EXERCISE INPUT:
__________________________________________________

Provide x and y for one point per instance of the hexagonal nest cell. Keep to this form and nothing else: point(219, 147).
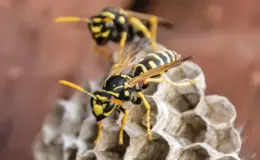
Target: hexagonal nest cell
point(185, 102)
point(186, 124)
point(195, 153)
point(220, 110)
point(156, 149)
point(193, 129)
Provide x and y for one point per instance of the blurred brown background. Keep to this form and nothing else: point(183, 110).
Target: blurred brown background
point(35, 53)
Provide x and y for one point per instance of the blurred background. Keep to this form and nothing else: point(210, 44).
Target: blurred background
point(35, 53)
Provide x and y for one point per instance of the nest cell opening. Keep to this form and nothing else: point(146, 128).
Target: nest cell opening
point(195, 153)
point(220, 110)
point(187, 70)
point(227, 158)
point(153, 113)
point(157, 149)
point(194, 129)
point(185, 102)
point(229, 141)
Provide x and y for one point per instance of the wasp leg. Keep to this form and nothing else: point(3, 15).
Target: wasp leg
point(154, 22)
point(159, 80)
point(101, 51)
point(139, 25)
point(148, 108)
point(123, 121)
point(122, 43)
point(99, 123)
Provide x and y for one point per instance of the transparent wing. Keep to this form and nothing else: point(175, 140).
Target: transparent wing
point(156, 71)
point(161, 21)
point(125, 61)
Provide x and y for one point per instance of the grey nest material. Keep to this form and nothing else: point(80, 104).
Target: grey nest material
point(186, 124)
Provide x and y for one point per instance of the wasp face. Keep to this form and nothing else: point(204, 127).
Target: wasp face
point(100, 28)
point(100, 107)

__________________________________________________

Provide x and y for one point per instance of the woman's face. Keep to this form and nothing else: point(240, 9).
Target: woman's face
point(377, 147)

__________________________________________________

WHAT TO PRODUCE: Quote the listing above, but only from the line that shows "Target: blurred background" through the line that shows "else: point(146, 128).".

TASK OUTPUT:
Target: blurred background
point(35, 53)
Provide x and y for one point per instance of the nest cell opening. Keep to this form and nothing else: point(146, 128).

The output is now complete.